BEGIN Exercise materials

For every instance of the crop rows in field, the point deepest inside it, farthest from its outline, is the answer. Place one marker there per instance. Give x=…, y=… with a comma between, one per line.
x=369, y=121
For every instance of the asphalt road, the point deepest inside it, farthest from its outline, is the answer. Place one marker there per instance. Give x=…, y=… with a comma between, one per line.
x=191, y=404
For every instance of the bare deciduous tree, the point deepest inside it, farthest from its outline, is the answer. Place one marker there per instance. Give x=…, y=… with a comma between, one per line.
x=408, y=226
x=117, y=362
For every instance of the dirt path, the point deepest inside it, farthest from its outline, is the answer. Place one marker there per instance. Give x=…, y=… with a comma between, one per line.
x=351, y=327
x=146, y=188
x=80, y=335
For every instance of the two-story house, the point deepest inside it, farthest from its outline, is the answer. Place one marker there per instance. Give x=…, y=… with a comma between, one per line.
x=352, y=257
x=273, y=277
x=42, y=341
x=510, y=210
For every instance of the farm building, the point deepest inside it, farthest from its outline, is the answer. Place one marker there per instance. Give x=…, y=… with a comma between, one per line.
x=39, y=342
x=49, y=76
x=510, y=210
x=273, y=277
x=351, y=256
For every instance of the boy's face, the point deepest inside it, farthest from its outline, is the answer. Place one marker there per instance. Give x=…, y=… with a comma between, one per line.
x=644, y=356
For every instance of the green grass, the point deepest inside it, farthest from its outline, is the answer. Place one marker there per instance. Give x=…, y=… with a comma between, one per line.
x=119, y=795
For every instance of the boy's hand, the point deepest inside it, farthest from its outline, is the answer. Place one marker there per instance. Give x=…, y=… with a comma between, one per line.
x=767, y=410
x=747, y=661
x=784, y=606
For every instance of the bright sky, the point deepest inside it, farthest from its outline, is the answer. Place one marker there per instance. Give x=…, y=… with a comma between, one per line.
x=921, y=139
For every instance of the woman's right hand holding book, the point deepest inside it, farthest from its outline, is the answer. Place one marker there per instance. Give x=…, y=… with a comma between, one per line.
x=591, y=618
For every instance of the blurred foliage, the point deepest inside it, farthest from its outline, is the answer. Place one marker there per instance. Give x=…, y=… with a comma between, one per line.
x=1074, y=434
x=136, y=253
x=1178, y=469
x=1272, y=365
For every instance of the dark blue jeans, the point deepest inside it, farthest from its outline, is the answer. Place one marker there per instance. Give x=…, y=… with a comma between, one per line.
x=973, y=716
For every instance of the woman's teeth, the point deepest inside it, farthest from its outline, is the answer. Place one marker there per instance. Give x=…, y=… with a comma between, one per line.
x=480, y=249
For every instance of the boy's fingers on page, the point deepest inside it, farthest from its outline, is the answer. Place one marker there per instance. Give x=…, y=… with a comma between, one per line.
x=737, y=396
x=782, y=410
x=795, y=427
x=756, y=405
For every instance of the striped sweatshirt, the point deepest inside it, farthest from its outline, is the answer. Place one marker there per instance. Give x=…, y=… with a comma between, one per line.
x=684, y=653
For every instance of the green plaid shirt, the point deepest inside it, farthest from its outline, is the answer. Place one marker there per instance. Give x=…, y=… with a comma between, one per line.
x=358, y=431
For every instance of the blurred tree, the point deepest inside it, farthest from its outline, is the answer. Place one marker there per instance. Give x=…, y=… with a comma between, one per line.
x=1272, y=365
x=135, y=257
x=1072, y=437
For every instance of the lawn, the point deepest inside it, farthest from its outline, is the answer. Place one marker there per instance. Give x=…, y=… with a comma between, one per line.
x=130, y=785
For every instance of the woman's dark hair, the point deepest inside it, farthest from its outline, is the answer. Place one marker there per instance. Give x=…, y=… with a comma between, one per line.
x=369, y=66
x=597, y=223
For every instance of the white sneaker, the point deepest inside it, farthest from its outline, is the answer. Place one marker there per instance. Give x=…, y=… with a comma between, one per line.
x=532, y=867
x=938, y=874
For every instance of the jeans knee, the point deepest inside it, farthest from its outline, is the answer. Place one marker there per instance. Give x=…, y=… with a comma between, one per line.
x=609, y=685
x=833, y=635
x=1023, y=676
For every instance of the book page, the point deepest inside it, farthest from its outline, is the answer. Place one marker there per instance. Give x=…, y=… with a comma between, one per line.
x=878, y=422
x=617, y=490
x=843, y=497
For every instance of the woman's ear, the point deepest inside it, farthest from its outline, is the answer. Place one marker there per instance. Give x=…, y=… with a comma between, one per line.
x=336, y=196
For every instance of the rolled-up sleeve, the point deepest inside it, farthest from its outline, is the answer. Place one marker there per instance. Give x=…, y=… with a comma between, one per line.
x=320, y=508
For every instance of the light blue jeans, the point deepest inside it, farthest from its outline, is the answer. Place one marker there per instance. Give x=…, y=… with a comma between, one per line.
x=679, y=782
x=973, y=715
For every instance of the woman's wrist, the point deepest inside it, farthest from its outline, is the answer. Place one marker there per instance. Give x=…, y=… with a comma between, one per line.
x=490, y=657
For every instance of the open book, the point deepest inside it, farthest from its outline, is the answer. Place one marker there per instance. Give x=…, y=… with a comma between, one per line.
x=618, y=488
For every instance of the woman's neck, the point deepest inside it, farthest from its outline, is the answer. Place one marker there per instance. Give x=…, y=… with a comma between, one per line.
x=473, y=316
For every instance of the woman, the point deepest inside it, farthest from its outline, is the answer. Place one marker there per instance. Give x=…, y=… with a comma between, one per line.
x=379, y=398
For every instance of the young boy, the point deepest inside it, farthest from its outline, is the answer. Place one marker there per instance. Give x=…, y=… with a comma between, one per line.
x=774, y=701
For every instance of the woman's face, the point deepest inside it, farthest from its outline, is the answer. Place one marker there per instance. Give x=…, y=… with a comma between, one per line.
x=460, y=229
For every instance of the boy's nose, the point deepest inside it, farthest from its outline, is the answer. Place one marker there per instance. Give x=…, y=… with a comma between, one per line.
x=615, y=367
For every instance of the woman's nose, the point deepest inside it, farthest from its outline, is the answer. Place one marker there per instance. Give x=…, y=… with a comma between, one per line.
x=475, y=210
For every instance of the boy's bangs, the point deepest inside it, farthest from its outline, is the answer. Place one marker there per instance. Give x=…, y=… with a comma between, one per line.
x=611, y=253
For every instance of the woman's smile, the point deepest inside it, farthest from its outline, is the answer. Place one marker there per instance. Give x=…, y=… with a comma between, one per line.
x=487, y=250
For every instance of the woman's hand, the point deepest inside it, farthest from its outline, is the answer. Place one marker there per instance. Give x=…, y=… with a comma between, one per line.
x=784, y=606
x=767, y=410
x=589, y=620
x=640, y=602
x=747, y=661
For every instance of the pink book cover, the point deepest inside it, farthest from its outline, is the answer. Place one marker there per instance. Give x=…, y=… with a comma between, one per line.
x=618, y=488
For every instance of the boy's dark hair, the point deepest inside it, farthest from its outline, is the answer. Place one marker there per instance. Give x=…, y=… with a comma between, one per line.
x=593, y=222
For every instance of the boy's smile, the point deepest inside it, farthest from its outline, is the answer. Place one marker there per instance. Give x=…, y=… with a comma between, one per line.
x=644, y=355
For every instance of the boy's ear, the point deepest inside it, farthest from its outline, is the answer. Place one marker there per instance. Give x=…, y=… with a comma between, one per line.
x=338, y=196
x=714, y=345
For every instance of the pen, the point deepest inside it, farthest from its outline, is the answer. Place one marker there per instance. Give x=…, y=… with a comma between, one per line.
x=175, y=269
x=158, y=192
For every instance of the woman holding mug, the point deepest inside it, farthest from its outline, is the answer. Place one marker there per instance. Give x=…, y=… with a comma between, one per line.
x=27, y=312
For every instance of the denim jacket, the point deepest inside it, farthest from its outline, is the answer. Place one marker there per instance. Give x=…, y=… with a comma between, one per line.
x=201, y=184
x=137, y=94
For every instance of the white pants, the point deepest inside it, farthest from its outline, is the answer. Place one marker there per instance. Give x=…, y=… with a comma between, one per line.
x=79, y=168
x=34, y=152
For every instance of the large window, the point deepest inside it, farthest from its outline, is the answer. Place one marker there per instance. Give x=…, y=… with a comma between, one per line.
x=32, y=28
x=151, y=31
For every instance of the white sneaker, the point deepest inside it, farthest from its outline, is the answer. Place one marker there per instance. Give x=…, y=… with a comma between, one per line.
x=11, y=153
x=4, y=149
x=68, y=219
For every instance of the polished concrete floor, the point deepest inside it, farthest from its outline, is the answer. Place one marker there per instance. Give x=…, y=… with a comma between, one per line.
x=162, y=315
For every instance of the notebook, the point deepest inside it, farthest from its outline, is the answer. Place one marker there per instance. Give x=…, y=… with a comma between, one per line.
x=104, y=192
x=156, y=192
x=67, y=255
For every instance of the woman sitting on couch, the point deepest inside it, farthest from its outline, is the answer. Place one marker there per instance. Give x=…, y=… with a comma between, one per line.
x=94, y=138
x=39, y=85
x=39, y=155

END Exercise materials

### Exercise
Each of the lines from the one holding "For every instance of the woman sitting" through the final line of the entries is to be set down exactly, and no others.

### Finished task
For every instance of the woman sitting on couch, the point deepest inside it, farthest from its outline, is the answer. Place one marker there per instance. Give x=…, y=… with a comma between, one per line.
x=94, y=138
x=39, y=85
x=39, y=155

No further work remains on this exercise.